Stored data entries:
((

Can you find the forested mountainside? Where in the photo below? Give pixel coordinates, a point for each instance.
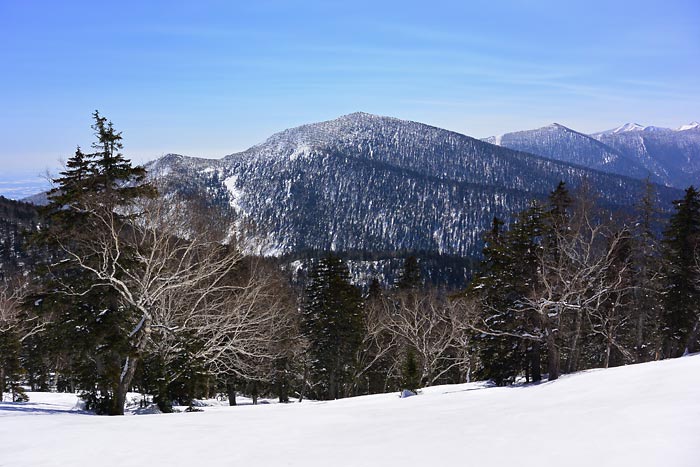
(667, 156)
(15, 218)
(561, 143)
(369, 183)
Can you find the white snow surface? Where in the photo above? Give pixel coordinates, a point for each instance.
(638, 415)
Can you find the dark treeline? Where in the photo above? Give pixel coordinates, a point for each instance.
(130, 290)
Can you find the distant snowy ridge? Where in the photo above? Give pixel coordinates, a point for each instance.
(364, 182)
(643, 415)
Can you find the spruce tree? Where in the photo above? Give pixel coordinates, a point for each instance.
(682, 278)
(409, 278)
(332, 323)
(89, 204)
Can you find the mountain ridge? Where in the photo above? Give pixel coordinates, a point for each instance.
(364, 182)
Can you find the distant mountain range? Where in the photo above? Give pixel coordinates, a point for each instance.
(667, 156)
(366, 183)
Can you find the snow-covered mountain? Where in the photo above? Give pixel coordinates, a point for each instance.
(667, 156)
(558, 142)
(368, 183)
(672, 155)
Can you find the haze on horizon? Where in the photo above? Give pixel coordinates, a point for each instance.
(217, 77)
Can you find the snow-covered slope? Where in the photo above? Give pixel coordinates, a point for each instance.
(377, 184)
(561, 143)
(673, 156)
(639, 415)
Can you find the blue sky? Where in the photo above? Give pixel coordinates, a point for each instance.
(210, 78)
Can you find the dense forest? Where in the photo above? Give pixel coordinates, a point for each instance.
(128, 290)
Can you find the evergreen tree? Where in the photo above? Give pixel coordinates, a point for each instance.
(89, 204)
(410, 275)
(332, 322)
(410, 371)
(682, 300)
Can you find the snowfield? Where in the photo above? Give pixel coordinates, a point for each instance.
(638, 415)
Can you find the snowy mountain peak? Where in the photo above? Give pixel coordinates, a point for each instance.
(689, 126)
(629, 127)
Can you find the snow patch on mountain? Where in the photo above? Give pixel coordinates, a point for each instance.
(689, 126)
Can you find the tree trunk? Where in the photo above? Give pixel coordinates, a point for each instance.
(535, 370)
(124, 384)
(572, 360)
(639, 341)
(690, 346)
(2, 382)
(231, 390)
(552, 356)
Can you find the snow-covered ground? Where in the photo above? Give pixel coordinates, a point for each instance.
(639, 415)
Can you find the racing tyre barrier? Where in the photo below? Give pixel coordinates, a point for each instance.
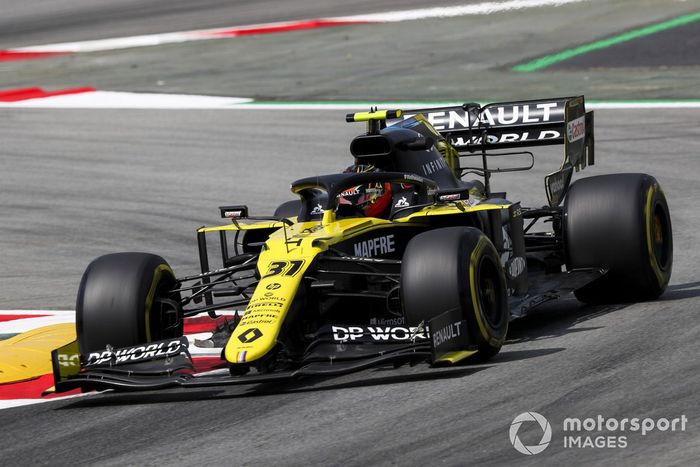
(620, 222)
(457, 268)
(119, 302)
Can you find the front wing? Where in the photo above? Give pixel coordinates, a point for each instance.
(335, 350)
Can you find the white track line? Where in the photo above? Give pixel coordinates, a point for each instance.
(485, 8)
(133, 100)
(128, 100)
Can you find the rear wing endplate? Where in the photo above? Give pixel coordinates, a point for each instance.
(505, 125)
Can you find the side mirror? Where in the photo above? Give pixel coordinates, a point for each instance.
(454, 194)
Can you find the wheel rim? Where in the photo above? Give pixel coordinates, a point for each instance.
(489, 286)
(661, 234)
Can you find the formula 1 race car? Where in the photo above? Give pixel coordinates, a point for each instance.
(397, 260)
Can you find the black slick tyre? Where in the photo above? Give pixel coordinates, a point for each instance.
(457, 268)
(120, 302)
(619, 222)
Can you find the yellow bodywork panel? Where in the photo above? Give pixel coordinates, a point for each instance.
(28, 355)
(282, 264)
(286, 256)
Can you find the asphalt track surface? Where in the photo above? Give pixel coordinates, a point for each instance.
(144, 180)
(675, 47)
(465, 58)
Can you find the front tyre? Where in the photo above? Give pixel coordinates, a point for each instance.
(124, 300)
(457, 268)
(620, 222)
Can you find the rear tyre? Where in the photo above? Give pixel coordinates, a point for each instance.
(120, 302)
(457, 268)
(620, 222)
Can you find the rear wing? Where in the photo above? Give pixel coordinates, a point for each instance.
(505, 125)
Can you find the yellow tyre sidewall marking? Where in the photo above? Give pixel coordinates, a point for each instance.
(649, 218)
(473, 260)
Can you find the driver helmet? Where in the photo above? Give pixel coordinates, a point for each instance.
(372, 199)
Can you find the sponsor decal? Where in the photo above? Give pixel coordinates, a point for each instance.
(397, 321)
(433, 166)
(250, 335)
(516, 266)
(233, 214)
(450, 332)
(507, 138)
(450, 197)
(137, 353)
(504, 115)
(377, 333)
(576, 129)
(375, 246)
(264, 305)
(350, 192)
(311, 230)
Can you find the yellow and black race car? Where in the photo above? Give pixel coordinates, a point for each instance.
(396, 260)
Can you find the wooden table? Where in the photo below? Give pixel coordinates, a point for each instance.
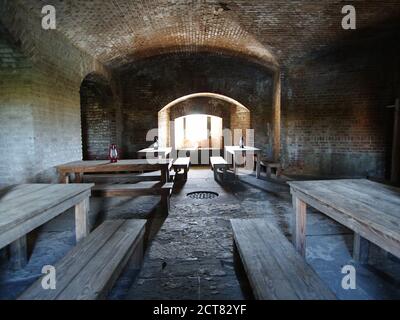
(24, 208)
(235, 150)
(370, 209)
(153, 153)
(138, 165)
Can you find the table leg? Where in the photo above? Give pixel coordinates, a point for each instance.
(63, 178)
(78, 177)
(258, 168)
(19, 253)
(360, 249)
(300, 220)
(164, 175)
(82, 220)
(234, 164)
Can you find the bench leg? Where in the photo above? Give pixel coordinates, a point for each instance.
(300, 211)
(165, 202)
(82, 220)
(360, 249)
(64, 178)
(269, 172)
(19, 253)
(136, 260)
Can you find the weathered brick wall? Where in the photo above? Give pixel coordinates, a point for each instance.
(334, 116)
(150, 84)
(41, 74)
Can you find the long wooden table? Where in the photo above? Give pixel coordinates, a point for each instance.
(155, 153)
(235, 150)
(370, 209)
(78, 168)
(24, 208)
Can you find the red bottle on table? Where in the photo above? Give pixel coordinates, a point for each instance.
(113, 153)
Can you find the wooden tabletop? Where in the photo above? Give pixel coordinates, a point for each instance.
(107, 166)
(21, 204)
(364, 202)
(233, 149)
(159, 150)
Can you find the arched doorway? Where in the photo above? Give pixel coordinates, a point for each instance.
(234, 115)
(98, 117)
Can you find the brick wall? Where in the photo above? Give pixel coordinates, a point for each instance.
(334, 116)
(40, 74)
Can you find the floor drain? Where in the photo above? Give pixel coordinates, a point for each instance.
(203, 195)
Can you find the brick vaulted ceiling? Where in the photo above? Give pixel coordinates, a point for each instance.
(277, 31)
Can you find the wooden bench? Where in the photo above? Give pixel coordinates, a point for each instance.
(219, 163)
(24, 208)
(137, 189)
(111, 178)
(272, 167)
(89, 271)
(274, 269)
(182, 164)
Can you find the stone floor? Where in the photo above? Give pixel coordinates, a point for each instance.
(189, 254)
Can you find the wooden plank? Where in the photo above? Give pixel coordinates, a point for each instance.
(218, 161)
(82, 220)
(360, 249)
(22, 190)
(122, 178)
(74, 261)
(273, 267)
(362, 227)
(135, 165)
(300, 226)
(385, 222)
(128, 190)
(16, 212)
(98, 276)
(19, 253)
(17, 229)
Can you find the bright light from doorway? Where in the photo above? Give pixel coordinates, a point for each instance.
(198, 131)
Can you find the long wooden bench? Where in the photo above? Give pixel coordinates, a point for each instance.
(274, 268)
(182, 164)
(110, 178)
(89, 271)
(137, 189)
(271, 167)
(219, 163)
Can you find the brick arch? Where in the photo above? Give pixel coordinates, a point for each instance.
(234, 114)
(98, 117)
(150, 84)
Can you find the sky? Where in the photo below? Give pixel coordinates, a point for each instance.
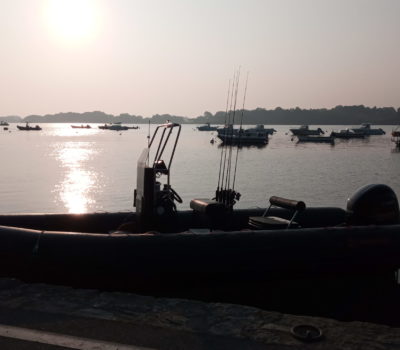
(178, 56)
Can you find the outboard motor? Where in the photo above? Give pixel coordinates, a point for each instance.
(374, 204)
(154, 201)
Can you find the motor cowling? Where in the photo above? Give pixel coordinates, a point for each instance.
(374, 204)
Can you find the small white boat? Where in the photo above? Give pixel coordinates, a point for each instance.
(230, 135)
(304, 130)
(316, 138)
(207, 127)
(366, 129)
(347, 134)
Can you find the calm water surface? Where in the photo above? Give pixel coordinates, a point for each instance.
(60, 169)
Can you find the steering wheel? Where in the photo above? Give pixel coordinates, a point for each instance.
(175, 195)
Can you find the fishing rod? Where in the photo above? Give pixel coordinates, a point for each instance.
(228, 176)
(225, 137)
(240, 132)
(217, 192)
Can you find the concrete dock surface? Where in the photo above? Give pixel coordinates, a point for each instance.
(39, 316)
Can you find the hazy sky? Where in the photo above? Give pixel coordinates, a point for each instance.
(177, 56)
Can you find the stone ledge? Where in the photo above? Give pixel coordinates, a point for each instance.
(271, 329)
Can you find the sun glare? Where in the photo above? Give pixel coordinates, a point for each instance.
(72, 20)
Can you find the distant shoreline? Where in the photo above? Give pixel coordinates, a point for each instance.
(339, 115)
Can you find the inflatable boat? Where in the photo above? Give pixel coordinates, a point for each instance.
(289, 257)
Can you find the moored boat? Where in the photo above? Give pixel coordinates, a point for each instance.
(316, 138)
(115, 126)
(240, 136)
(206, 127)
(347, 134)
(366, 129)
(81, 126)
(27, 127)
(292, 257)
(396, 136)
(304, 130)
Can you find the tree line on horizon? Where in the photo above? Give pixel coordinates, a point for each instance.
(340, 115)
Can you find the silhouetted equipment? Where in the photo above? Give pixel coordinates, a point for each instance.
(156, 203)
(266, 222)
(374, 204)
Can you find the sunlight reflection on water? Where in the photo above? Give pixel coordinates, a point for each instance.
(77, 187)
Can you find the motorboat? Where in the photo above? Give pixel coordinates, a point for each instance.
(396, 136)
(289, 257)
(27, 127)
(304, 130)
(81, 126)
(206, 127)
(316, 138)
(347, 134)
(241, 136)
(114, 126)
(366, 129)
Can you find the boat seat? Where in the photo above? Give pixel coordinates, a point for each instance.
(266, 222)
(209, 213)
(207, 206)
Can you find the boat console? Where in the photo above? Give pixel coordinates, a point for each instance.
(154, 201)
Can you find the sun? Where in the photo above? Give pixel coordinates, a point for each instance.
(72, 20)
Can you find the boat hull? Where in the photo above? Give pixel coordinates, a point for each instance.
(312, 270)
(318, 139)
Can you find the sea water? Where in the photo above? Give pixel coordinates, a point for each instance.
(66, 170)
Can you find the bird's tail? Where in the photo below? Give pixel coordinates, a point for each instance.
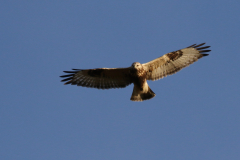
(142, 94)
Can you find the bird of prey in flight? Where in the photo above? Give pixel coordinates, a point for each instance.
(137, 73)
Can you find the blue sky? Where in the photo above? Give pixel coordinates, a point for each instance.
(195, 114)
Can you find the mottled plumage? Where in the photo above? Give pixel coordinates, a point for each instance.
(137, 73)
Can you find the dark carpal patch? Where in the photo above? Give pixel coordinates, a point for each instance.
(175, 55)
(95, 73)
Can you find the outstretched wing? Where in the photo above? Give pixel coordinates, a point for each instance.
(173, 62)
(101, 78)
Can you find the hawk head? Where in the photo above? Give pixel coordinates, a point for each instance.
(137, 66)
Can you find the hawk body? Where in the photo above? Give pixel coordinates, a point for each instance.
(137, 73)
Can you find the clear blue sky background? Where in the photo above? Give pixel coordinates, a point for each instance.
(195, 114)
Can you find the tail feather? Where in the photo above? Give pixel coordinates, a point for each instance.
(141, 95)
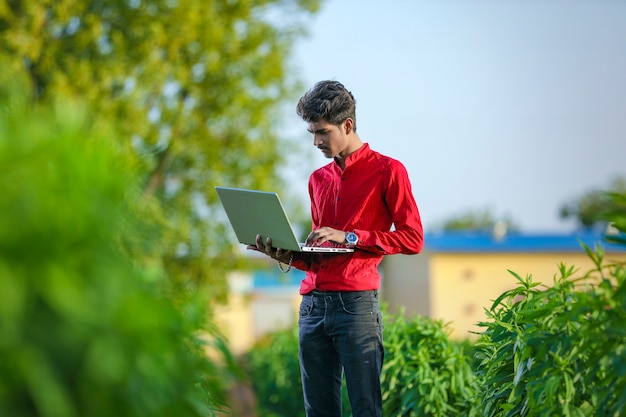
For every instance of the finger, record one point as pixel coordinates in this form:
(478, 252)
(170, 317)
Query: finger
(259, 244)
(268, 247)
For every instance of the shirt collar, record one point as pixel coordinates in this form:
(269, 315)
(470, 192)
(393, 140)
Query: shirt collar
(357, 155)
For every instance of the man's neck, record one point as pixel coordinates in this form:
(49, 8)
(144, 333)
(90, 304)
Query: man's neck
(355, 145)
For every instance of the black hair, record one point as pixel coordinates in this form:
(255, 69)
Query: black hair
(328, 100)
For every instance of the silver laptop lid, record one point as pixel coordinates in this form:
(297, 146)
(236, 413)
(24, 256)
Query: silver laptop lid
(253, 212)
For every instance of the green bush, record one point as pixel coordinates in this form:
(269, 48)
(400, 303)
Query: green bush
(559, 350)
(84, 330)
(274, 370)
(425, 373)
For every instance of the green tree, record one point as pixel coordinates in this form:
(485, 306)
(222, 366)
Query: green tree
(588, 209)
(479, 219)
(194, 87)
(84, 329)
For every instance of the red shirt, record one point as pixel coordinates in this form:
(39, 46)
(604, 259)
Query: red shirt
(371, 194)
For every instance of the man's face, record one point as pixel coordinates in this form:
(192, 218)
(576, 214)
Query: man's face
(332, 140)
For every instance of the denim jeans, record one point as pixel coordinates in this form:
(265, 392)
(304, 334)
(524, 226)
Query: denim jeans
(341, 331)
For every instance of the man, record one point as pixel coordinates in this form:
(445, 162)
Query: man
(355, 200)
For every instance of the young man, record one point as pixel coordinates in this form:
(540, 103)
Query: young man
(355, 200)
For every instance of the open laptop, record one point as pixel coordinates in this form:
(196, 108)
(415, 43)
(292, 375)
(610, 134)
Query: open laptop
(252, 213)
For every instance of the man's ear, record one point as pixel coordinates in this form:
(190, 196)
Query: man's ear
(348, 125)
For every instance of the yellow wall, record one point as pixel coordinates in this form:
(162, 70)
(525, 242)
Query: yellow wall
(457, 287)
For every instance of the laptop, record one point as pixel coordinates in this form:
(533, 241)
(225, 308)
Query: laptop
(253, 212)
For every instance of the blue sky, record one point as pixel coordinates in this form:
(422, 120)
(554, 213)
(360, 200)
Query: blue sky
(512, 106)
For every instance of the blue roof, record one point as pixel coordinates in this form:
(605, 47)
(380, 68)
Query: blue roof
(275, 278)
(478, 241)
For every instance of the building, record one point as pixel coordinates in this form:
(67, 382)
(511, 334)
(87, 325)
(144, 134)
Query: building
(455, 278)
(459, 274)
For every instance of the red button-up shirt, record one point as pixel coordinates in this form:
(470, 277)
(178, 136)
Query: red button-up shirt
(368, 197)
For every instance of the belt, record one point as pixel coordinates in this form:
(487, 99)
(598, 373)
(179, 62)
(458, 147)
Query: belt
(320, 293)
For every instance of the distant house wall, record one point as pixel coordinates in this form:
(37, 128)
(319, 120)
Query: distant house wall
(457, 287)
(452, 280)
(406, 283)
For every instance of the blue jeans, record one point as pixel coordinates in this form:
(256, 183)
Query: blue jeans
(341, 331)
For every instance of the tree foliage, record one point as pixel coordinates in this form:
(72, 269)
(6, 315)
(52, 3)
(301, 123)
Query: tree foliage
(590, 209)
(194, 88)
(84, 329)
(479, 219)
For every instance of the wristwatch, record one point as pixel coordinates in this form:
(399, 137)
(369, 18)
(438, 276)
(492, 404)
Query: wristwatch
(352, 238)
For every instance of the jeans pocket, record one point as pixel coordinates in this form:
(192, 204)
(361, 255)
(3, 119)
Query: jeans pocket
(358, 305)
(306, 307)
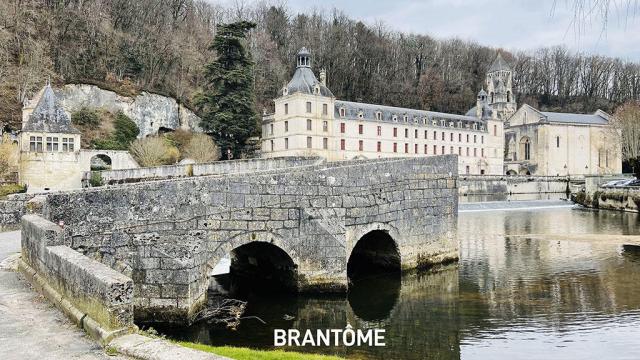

))

EXERCISE →
Nothing but the lines above from the one containing "For every instance of the open" through the one containing "For every instance of the yellow" should appear in the answer, each repeated exactly.

REPLY TO THE EXERCISE →
For every instance of the open laptop, record one point as pixel coordinates in this form:
(196, 108)
(415, 43)
(292, 375)
(610, 134)
Query: open laptop
(252, 213)
For every instance of the man's ear, record one point as pixel coordinates in this form:
(190, 196)
Query: man's ear
(348, 125)
For every instance of the yellow wall, record one point as pixel coordinates in this form:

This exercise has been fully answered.